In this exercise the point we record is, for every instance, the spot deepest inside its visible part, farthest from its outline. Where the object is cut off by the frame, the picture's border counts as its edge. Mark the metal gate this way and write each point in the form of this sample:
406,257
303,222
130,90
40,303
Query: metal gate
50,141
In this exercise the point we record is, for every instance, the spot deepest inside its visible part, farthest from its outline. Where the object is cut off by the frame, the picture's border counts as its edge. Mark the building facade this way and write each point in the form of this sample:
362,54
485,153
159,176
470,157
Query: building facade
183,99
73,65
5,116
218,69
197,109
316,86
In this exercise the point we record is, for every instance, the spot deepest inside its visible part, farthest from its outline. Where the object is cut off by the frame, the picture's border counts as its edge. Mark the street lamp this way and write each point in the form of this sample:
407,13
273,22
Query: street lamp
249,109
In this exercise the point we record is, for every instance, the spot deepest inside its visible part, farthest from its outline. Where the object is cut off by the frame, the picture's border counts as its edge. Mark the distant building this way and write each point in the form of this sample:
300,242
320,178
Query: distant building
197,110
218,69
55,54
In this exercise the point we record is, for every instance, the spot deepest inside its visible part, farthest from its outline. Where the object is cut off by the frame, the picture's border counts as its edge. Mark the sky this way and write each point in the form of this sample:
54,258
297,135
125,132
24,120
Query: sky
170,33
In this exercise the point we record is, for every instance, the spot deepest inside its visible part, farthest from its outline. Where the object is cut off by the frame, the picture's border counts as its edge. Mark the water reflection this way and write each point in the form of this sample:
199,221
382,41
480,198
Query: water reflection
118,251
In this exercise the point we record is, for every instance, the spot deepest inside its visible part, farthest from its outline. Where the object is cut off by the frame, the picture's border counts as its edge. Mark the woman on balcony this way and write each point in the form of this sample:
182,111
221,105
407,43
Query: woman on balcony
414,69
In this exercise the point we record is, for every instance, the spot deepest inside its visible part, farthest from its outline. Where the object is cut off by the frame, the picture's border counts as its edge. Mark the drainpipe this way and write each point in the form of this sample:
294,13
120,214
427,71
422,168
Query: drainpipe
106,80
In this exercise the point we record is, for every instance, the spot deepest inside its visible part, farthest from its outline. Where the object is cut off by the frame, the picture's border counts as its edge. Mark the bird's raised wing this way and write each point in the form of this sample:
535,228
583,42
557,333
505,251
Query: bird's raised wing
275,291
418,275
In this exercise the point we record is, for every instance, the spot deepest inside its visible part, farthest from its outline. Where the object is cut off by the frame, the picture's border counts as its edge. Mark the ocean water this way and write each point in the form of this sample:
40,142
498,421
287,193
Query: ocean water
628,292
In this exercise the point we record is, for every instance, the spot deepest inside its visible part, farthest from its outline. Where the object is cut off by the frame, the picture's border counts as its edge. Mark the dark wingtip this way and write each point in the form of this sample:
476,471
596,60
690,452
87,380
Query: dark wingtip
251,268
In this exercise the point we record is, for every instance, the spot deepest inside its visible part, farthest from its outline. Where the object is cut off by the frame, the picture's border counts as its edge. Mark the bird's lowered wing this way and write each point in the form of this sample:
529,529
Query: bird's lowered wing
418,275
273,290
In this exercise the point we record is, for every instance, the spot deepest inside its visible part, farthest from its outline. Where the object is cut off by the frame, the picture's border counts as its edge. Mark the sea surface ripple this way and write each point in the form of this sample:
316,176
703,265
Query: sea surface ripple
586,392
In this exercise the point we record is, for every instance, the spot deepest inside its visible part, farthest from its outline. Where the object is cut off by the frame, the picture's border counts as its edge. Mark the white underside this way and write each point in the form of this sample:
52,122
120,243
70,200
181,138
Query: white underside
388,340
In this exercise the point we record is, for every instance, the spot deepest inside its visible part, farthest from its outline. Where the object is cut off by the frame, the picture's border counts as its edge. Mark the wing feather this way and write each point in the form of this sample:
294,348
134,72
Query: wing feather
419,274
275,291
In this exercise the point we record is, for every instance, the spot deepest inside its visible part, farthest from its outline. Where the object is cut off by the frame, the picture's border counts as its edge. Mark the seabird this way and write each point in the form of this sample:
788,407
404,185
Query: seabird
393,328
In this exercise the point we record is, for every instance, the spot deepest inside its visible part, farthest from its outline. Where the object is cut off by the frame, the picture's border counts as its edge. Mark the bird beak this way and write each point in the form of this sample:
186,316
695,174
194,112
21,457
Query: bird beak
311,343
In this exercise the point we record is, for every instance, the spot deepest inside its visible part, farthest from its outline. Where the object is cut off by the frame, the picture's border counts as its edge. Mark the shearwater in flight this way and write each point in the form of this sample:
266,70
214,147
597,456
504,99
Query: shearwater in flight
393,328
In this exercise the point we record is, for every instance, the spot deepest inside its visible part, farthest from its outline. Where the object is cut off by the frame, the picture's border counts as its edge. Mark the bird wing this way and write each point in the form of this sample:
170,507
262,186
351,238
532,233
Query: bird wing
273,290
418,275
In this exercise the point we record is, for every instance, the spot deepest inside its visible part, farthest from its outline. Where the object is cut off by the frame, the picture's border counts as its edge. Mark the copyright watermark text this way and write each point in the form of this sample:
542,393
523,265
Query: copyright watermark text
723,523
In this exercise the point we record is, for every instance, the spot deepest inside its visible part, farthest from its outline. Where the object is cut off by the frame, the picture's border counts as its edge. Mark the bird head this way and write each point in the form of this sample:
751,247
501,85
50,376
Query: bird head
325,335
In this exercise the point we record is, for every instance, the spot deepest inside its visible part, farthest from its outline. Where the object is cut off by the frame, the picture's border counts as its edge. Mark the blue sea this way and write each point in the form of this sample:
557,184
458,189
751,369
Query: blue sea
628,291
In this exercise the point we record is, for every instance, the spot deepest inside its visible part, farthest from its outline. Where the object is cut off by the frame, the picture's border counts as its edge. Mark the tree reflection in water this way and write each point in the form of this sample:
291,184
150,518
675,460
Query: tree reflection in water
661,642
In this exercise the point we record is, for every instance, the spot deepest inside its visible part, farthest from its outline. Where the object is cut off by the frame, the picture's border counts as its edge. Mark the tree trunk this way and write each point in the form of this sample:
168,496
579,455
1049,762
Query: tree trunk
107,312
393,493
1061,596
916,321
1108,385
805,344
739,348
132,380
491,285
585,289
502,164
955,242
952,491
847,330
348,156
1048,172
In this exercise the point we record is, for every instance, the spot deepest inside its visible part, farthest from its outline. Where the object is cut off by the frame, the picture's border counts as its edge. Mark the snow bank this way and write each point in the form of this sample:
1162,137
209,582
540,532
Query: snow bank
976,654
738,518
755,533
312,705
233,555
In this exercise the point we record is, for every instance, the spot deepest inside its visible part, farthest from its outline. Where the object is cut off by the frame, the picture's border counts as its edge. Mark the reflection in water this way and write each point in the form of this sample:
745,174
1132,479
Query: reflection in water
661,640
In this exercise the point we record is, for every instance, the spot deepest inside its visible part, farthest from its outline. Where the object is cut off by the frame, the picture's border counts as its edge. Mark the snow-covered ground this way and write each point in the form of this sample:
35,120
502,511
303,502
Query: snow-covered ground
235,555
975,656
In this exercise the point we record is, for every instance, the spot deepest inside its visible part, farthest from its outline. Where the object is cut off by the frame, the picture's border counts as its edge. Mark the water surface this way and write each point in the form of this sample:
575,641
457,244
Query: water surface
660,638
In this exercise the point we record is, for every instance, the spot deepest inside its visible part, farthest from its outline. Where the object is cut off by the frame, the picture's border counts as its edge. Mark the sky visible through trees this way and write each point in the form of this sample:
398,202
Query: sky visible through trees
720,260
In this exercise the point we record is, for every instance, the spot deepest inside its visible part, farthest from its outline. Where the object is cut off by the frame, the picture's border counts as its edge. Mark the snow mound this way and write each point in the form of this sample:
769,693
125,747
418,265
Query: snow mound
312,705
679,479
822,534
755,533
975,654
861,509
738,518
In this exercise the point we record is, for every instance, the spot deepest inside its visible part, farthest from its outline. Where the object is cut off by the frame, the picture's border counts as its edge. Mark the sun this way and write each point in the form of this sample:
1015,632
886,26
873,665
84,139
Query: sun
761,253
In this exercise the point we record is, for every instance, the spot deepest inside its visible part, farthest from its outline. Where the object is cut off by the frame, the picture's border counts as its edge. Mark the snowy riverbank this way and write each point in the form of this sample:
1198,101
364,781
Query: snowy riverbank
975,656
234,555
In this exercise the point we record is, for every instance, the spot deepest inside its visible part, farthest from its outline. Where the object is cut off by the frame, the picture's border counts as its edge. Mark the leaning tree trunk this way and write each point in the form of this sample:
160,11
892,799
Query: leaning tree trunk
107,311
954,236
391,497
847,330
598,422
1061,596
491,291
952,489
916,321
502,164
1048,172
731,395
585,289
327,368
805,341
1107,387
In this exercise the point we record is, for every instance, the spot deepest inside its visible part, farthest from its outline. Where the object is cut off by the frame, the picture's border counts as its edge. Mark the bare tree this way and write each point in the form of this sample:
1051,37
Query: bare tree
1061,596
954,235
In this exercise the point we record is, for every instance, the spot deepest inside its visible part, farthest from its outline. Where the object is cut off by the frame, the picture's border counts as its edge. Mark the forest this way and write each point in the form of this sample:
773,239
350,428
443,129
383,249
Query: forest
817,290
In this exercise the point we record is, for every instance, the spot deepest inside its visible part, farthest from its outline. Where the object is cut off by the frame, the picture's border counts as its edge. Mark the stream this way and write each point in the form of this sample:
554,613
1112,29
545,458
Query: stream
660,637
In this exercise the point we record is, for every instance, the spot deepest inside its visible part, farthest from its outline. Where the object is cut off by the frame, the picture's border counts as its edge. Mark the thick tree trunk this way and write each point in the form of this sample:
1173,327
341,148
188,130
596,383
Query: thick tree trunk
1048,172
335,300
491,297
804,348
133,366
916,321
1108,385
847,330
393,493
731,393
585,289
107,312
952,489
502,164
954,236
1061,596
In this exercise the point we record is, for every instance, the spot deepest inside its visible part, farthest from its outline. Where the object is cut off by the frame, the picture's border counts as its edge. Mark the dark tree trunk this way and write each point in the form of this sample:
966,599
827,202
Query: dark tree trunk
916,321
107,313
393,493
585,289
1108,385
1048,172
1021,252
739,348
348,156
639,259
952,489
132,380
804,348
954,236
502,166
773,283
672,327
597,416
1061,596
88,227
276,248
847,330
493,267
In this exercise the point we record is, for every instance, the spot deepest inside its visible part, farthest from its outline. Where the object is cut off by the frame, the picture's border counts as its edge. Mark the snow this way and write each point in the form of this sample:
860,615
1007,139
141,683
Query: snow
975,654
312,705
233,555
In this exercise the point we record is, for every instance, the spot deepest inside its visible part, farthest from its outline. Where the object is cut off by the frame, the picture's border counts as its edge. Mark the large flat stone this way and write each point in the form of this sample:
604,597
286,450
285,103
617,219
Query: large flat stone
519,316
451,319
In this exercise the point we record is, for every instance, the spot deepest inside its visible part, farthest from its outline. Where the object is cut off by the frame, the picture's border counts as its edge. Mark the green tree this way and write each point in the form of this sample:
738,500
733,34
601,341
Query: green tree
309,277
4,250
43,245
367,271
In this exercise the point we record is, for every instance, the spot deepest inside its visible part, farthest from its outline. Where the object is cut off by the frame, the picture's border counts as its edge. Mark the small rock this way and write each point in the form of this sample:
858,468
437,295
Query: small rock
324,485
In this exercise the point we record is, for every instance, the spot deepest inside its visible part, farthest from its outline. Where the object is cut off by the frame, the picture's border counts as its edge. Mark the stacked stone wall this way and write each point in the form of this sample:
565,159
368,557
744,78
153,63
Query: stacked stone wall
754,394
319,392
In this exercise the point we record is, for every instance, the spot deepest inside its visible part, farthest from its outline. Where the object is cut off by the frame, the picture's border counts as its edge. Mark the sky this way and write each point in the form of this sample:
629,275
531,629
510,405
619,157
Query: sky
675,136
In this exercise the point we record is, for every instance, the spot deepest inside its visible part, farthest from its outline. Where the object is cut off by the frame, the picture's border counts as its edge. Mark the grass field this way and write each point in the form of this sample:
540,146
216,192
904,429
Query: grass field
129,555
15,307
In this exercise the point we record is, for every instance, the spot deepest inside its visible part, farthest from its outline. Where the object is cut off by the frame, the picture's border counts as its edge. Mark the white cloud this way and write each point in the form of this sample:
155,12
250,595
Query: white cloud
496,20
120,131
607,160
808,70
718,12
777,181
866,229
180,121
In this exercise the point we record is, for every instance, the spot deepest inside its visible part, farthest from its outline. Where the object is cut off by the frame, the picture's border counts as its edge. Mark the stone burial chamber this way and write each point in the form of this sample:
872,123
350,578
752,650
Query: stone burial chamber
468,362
- - - - - - -
Consignes à suivre: Mets en liste JSON de chaînes les lignes qui vont de celle contenant « Mark the grass » jusqu'à la toute dernière ligne, ces deux lignes comprises. Une chaîne par ligne, sans les lignes vides.

Réponse écrite:
[
  "In this exercise the point we record is, for every instance, the spot deepest inside its visible part, farthest from its outline. Where the object is cut off by the frame, the picture's border counts as its edge. Mark the grass field this way and write each point in the form of this sample:",
  "540,146",
  "216,192",
  "904,429",
  "Query: grass field",
  "129,555",
  "15,307",
  "In this exercise the point we record is, for every instance, the spot deepest inside its visible part, farthest from its outline. Where the object is cut off by the frame, the picture's border counts as its edge. Mark the white cloud this way and write each point in the form of this sample:",
  "155,12",
  "250,595",
  "Query: white cloud",
  "496,20",
  "120,131",
  "607,160",
  "808,70",
  "718,12",
  "777,181",
  "866,229",
  "180,121",
  "In this exercise the point we record is, for every instance, the spot deepest inside its visible part, farthest from its outline. Where the object is cut off by the frame, the picture's border counts as its edge. Mark the stone burial chamber this way and write each point in the form of this sample:",
  "872,123",
  "350,578",
  "752,650",
  "Query: stone burial chamber",
  "468,362"
]